--- start of LISTING ---

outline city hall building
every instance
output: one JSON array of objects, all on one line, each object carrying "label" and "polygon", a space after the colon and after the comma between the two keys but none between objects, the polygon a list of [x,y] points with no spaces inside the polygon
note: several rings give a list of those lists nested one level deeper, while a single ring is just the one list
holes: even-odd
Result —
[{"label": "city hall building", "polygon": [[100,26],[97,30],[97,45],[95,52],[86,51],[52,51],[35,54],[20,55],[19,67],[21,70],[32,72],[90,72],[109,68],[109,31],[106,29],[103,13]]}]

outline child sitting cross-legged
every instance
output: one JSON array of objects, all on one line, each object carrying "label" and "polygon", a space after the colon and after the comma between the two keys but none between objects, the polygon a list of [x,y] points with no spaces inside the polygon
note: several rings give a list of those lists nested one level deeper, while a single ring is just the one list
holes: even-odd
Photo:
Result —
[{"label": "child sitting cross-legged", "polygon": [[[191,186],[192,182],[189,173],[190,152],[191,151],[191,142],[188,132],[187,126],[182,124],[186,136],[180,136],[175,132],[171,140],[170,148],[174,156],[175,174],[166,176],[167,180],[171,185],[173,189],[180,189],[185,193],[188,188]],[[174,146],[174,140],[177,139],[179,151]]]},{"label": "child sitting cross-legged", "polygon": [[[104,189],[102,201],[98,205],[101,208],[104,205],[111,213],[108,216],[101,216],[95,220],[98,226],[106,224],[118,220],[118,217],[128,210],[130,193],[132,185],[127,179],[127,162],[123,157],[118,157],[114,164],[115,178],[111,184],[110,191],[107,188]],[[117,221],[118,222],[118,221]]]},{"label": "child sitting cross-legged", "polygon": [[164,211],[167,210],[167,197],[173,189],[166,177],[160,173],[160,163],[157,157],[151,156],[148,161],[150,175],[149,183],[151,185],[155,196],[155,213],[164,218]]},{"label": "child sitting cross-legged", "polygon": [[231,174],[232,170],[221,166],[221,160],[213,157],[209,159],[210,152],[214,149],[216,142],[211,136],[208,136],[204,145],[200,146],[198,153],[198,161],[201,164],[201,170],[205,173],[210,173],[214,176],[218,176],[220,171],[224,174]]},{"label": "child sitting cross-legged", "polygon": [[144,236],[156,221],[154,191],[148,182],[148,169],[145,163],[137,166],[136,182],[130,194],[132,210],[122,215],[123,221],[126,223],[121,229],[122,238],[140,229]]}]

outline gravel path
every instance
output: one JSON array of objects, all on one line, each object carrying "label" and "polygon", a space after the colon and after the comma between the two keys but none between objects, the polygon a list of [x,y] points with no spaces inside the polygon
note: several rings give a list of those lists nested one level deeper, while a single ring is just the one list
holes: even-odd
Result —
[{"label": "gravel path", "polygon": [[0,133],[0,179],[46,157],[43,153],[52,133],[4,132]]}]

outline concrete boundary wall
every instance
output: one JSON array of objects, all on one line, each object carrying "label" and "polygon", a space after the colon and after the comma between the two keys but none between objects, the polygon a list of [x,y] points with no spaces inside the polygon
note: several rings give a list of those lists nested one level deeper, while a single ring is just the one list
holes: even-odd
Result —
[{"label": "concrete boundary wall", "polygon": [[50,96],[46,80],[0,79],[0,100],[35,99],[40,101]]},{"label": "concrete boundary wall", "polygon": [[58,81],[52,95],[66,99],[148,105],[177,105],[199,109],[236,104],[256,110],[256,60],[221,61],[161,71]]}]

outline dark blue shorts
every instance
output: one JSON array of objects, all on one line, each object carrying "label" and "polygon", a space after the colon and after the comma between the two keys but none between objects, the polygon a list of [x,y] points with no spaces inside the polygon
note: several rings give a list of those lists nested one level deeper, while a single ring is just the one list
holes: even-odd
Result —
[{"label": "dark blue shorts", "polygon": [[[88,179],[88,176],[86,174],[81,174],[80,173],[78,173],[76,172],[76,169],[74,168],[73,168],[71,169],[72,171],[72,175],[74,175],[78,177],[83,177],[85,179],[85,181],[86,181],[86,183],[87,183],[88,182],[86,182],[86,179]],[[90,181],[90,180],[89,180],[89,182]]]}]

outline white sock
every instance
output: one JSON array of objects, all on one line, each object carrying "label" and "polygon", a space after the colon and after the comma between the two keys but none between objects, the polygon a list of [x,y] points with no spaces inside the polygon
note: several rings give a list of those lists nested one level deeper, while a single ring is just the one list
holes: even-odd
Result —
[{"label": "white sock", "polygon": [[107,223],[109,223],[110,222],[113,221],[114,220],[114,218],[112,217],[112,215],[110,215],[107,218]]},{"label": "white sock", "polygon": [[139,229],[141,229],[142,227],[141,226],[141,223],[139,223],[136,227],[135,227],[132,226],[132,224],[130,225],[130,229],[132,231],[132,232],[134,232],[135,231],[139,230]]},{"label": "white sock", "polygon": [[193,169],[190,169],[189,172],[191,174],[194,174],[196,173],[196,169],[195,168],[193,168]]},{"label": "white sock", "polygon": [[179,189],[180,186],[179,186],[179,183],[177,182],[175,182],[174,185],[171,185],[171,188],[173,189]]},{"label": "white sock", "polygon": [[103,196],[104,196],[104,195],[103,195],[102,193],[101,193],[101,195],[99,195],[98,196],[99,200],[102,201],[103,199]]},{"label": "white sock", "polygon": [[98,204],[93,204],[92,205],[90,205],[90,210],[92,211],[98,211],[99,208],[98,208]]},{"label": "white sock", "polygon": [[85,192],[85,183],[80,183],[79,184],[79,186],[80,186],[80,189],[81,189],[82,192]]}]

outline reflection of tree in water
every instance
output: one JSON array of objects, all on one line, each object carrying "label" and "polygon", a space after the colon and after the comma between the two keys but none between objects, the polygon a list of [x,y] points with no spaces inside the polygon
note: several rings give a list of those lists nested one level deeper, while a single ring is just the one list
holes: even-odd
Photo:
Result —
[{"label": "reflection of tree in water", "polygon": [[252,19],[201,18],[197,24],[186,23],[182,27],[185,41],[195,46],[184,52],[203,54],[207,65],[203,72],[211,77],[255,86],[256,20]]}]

--- end of LISTING ---

| DO THIS |
Rewrite the records above, replacing every occurrence of "every instance" with "each instance" and leaving everything else unchanged.

| FINISHED ANSWER |
outline city hall building
each instance
output: one JSON array of objects, all on one line, each object carrying "label" and "polygon", a space after the colon and after the comma between the two keys but none between objects, the polygon a list of [x,y] points with no spaces inside the polygon
note: several rings give a list of those lists nested one level deeper, while a single ring is just the one list
holes: even-odd
Result —
[{"label": "city hall building", "polygon": [[100,26],[97,30],[97,45],[95,52],[86,51],[52,51],[35,54],[20,55],[19,67],[21,70],[32,72],[90,72],[109,68],[109,31],[106,29],[103,13]]}]

outline child sitting cross-legged
each instance
output: one JSON array of objects, all on one line, each object carrying "label" and "polygon", a space after the colon and after the comma between the two keys but none between objects, the polygon a list of [x,y] points with no spaces inside the polygon
note: several rings give a list of those lists nested one level deeper, while a single ring is just the one list
holes: even-odd
Photo:
Result —
[{"label": "child sitting cross-legged", "polygon": [[[191,186],[192,182],[189,173],[190,152],[191,151],[191,142],[188,132],[187,126],[182,124],[186,136],[180,136],[175,132],[171,140],[170,148],[174,156],[175,174],[166,176],[167,180],[171,185],[173,189],[180,189],[185,193],[188,188]],[[174,146],[174,140],[177,139],[179,151]]]},{"label": "child sitting cross-legged", "polygon": [[[104,189],[102,201],[98,205],[101,208],[104,205],[111,213],[108,216],[101,216],[95,220],[98,226],[106,224],[118,220],[118,217],[128,210],[130,193],[132,185],[127,179],[127,162],[123,157],[118,157],[114,164],[115,178],[111,184],[110,191],[107,188]],[[117,221],[118,222],[118,221]]]},{"label": "child sitting cross-legged", "polygon": [[164,211],[167,210],[167,197],[173,189],[166,177],[160,173],[160,163],[157,157],[151,156],[148,161],[150,175],[149,183],[151,185],[155,196],[155,213],[164,218]]},{"label": "child sitting cross-legged", "polygon": [[231,174],[232,170],[221,166],[221,160],[213,157],[209,159],[210,152],[214,149],[216,142],[211,136],[208,136],[204,145],[200,146],[198,153],[198,161],[201,164],[201,170],[205,173],[210,173],[214,176],[218,176],[220,171],[224,174]]},{"label": "child sitting cross-legged", "polygon": [[144,236],[156,221],[154,191],[148,182],[148,169],[145,163],[137,166],[136,182],[130,194],[132,210],[122,215],[123,221],[126,223],[121,229],[122,238],[140,229]]}]

outline gravel path
each instance
output: one JSON array of objects, all on one line, each object carrying "label" and "polygon", a space after the colon and after the comma between the two keys but none between objects, the polygon a list of [x,y] points with no spaces inside the polygon
note: several rings give a list of those lists nested one level deeper, while a single ring is just the one list
holes: even-odd
Result —
[{"label": "gravel path", "polygon": [[0,133],[0,179],[46,157],[43,153],[52,133],[4,132]]}]

outline concrete boundary wall
each instance
output: one JSON array of objects, all on one line, each object carrying "label" and "polygon", a space after the colon and after the comma between the two keys but none between objects, the polygon a list of [x,y] points with no spaces inside the polygon
note: several rings give a list of those lists nested one level deeper, while a single ring is just the one list
holes: even-odd
Result —
[{"label": "concrete boundary wall", "polygon": [[50,96],[46,80],[0,79],[0,100],[35,99],[40,101]]},{"label": "concrete boundary wall", "polygon": [[58,81],[52,95],[66,99],[148,105],[177,105],[199,109],[236,104],[256,110],[256,60],[221,61],[161,71]]}]

outline dark blue shorts
each instance
output: one JSON array of objects, all on one line, each object carrying "label" and "polygon", a space after the colon and after the comma between the two keys but none between objects, the polygon a list of [x,y] points with no spaces inside the polygon
note: several rings give a list of those lists nested one level deeper, while a single ring is just the one list
holes: even-odd
Result —
[{"label": "dark blue shorts", "polygon": [[[88,179],[88,176],[86,174],[81,174],[80,173],[78,173],[76,172],[76,169],[74,168],[73,168],[71,169],[72,171],[72,175],[74,175],[78,177],[83,177],[85,179],[85,181],[86,181],[86,183],[87,183],[88,182],[86,182],[86,179]],[[90,181],[90,180],[89,180],[89,182]]]}]

outline white sock
each instance
output: one JSON array of objects, all on one line, each object carrying "label" and "polygon", a space after the colon and after the comma between the two keys but none between objects, the polygon a list of [x,y] points with no spaces inside the polygon
note: several rings give a list of those lists nested one level deeper, while a single ring is just the one list
holes: even-odd
Result —
[{"label": "white sock", "polygon": [[107,223],[109,223],[110,222],[113,221],[114,220],[114,218],[112,217],[112,215],[110,215],[107,218]]},{"label": "white sock", "polygon": [[139,229],[141,229],[142,227],[141,226],[141,223],[139,223],[136,227],[135,227],[132,226],[132,224],[130,225],[130,229],[132,231],[132,232],[134,232],[135,231],[139,230]]},{"label": "white sock", "polygon": [[193,169],[190,169],[189,172],[191,174],[194,174],[196,173],[196,169],[195,168],[193,168]]},{"label": "white sock", "polygon": [[179,189],[180,186],[179,186],[179,183],[177,182],[175,182],[174,185],[171,185],[171,188],[173,189]]},{"label": "white sock", "polygon": [[103,196],[104,196],[104,195],[103,195],[102,193],[101,193],[101,195],[99,195],[98,196],[99,200],[102,201],[103,199]]},{"label": "white sock", "polygon": [[98,204],[93,204],[92,205],[90,205],[90,210],[92,211],[98,211],[99,208],[98,208]]},{"label": "white sock", "polygon": [[85,192],[85,183],[80,183],[79,184],[79,186],[80,186],[80,189],[81,189],[82,192]]}]

outline reflection of tree in water
each instance
output: one JSON array of objects, all on one line, each object carrying "label" and "polygon", a space after the colon and after the comma between the two keys but none between objects, the polygon a list of [x,y] points with no spaces inside the polygon
note: several rings give a list of those lists nested one level deeper, while a single ring is just the one list
holes: even-odd
Photo:
Result —
[{"label": "reflection of tree in water", "polygon": [[252,19],[201,18],[197,24],[186,23],[182,27],[185,41],[195,46],[184,52],[203,54],[207,65],[203,72],[211,77],[255,86],[256,20]]}]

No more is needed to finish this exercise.